**AIM OF THE EXERCISE:**
Find the lines below that contain the string "Need". Copy each one.

╔══

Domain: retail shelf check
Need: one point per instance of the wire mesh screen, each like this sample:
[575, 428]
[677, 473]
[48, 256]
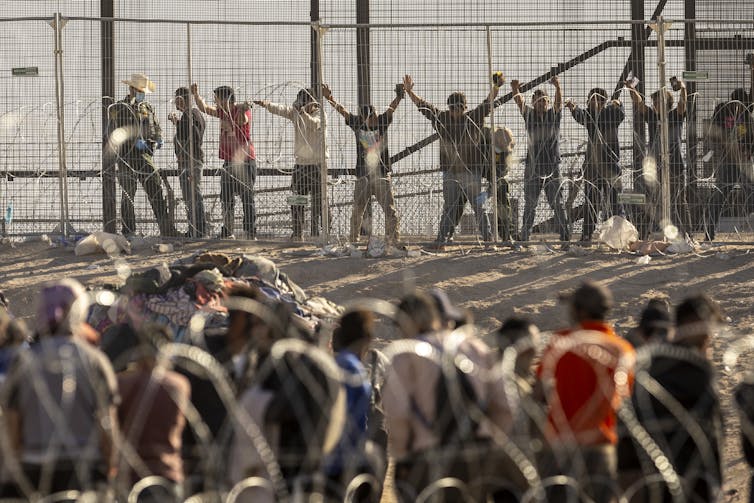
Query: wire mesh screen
[362, 65]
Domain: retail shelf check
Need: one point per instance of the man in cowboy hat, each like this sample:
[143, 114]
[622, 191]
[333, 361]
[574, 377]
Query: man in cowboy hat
[136, 134]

╚══

**EXERCISE RESPONSE:**
Need: one point per instance of the wire mesh screen, each like this sample:
Need: one point per instance of the man in cowboy hat, each like this sample:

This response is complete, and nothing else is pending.